Start of Extracted entries
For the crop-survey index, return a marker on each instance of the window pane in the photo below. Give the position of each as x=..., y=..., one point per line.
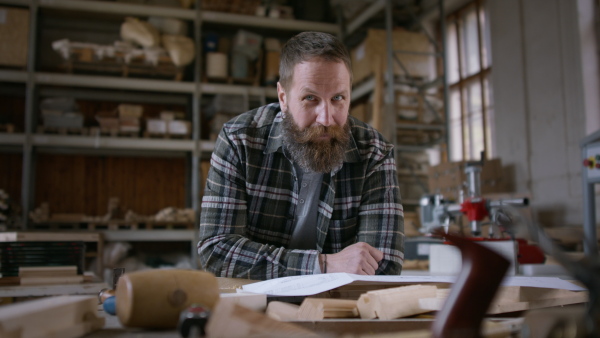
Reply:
End of Extracted entries
Start of Extracted entries
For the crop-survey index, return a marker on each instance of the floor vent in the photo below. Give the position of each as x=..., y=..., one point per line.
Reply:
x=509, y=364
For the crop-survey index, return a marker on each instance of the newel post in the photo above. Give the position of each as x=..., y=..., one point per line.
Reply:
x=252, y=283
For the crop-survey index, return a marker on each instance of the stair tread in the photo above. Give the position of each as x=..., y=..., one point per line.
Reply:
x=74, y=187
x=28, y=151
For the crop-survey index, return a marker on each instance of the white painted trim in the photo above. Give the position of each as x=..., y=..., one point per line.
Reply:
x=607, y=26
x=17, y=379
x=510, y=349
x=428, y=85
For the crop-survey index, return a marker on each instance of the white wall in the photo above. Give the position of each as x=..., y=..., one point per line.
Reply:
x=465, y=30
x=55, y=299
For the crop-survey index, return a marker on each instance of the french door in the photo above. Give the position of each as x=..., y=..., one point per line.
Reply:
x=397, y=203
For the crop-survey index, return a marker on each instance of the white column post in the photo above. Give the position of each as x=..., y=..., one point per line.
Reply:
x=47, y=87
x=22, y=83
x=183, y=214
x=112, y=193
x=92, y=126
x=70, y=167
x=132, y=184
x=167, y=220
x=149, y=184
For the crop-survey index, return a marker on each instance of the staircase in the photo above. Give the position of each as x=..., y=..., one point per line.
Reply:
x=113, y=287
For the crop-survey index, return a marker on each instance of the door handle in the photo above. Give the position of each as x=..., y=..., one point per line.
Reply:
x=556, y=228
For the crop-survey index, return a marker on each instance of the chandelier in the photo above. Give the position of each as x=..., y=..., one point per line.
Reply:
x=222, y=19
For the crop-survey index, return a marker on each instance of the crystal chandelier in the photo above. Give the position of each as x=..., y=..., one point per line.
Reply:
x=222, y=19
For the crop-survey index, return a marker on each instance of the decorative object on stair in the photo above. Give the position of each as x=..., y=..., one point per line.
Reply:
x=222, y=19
End of Extracted entries
**Work instructions:**
Using the word "chandelier" as the filter, copy each matching line from the material.

**Your solution:**
For the crop-survey index, return a marker on each instance of the chandelier in the photo above. Give the position of each as x=..., y=..., one point per line.
For the crop-survey index, return a marker on each instance of the crystal chandelier in the photo above. Give the position of each as x=..., y=..., one point per line.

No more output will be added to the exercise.